EXCERPT PROVIDED

+===+

The Bastard Brigade: The True Story of the Renegade Scientists and Spies Who Sabotaged the Nazi Atomic Bomb

Will World War II ever cease to fascinate us?  I certainly hope not, nor should it for, clearly, we’re abysmally slow learners.  With The Bastard Brigade, Sam Kean brings us yet another story – the Allied efforts to prevent Hitler and his Nazi scientists from developing an atomic weapon.  Or, uh, ahem, at least, to keep them from developing one before we did.  Germany’s Uranium Club versus the Manhattan Project of the US.  Of course, this is not a new story, but, as told by Mr Kean, it is both chilling and oddly charming.  I swear!  Now how the hell did he pull that off?  Like a man with a keen sense of the absurd who knows exactly what he’s doing, that’s how.

First of all, Mr. Kean is a scientist, and a brief course in rudimentary nuclear physics comes with the price of admission, illustrated nicely, thank you very much, in a way that an eighth grader could understand.  Enriched uranium?  Hey, guess what?  I know what that terms mean now, and it was absolutely painless.  Heavy water?  Got that one, too.  In 1940, the Vemork Hydroelectric Plant on an icy, desolate plateau 100 miles west of Oslo, Norway, was the only producer of heavy water in the world, and Hitler’s crew put in their order for hundreds of pounds of the heretofore seldom-sold stuff in January of that year.  (My heart nearly burst with joy when Mr. Kean describes the Vemork officials as being in a state of “flabbergastation” over Germany’s order, and it is my fervent hope that’s actually a word because the Lord knows we need it, but perhaps Mr. Kean was only being tongue in cheek.  He’s more than capable of that, and thank you very much, Mr. Kean.)  Anyway I was “flabbergastated” to learn that it took two dangerous commando raids to remove the existing heavy water supply before the Nazis could get it.  Geez, who knew?  Now there’s a “knowledge knugget” for you, and we have only scratched the surface.

+===+

GIVEN RECORDS
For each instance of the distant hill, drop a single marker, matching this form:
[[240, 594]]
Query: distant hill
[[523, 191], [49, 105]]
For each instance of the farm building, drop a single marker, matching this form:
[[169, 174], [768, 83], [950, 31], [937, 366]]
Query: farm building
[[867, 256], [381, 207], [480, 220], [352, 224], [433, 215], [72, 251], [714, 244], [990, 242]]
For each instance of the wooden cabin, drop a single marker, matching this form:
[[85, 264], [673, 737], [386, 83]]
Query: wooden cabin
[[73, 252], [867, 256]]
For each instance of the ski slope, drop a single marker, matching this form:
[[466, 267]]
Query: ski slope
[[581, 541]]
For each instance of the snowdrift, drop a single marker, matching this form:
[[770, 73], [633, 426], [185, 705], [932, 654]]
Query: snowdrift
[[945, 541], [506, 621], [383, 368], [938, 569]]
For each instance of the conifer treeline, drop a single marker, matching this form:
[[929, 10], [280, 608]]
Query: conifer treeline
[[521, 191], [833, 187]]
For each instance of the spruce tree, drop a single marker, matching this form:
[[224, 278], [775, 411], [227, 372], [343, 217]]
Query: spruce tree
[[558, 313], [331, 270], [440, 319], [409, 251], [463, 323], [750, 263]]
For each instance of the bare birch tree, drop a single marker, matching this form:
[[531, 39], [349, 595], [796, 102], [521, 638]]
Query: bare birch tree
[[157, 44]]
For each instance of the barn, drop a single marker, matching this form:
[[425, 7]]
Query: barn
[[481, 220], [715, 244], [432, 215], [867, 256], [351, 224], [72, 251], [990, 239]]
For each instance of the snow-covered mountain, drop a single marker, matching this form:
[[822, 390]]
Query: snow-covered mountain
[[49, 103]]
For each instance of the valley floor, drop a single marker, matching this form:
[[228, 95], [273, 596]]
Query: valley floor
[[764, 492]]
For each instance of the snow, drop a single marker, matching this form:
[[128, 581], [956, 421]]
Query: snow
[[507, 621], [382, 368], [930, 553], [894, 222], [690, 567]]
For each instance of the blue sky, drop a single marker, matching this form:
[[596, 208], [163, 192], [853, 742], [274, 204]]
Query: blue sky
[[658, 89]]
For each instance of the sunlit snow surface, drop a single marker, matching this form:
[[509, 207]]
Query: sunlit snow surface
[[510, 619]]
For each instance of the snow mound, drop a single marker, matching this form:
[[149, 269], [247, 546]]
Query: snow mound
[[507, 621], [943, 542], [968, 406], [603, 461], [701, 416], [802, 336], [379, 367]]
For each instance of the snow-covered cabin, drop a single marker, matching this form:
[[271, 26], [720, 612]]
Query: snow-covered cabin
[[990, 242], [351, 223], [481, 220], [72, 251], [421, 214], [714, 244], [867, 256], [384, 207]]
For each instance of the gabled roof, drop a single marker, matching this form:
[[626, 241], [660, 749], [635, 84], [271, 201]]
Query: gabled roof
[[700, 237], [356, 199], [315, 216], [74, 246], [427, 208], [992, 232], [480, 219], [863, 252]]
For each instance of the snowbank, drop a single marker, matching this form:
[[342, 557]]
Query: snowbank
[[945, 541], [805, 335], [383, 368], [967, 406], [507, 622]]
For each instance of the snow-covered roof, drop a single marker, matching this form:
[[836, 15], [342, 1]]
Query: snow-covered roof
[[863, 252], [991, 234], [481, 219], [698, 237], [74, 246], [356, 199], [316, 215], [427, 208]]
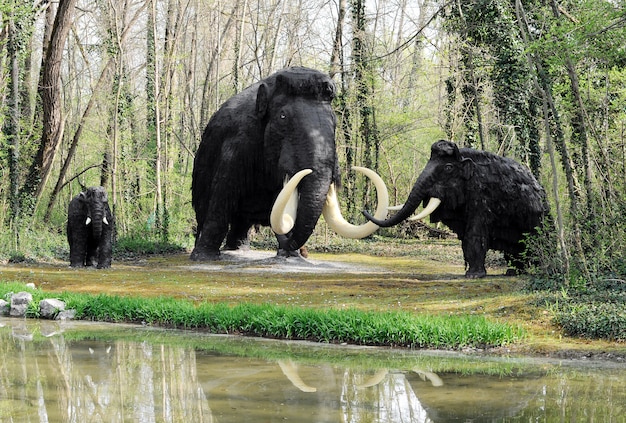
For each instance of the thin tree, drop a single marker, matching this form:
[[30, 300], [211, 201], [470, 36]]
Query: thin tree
[[50, 96]]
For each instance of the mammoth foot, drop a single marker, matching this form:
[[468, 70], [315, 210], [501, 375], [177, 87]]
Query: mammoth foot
[[470, 274], [197, 255], [288, 253]]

+===+

INSTRUCTIONS TO FOLLOW
Answer these questions using the book review above:
(a) What name does the review give Germany's atomic effort?
(b) Where was the Vemork Hydroelectric Plant located?
(c) How many commando raids did it take to remove the existing heavy water supply?

EXERCISE SOLUTION
(a) The Uranium Club.
(b) On an icy, desolate plateau 100 miles west of Oslo, Norway.
(c) Two.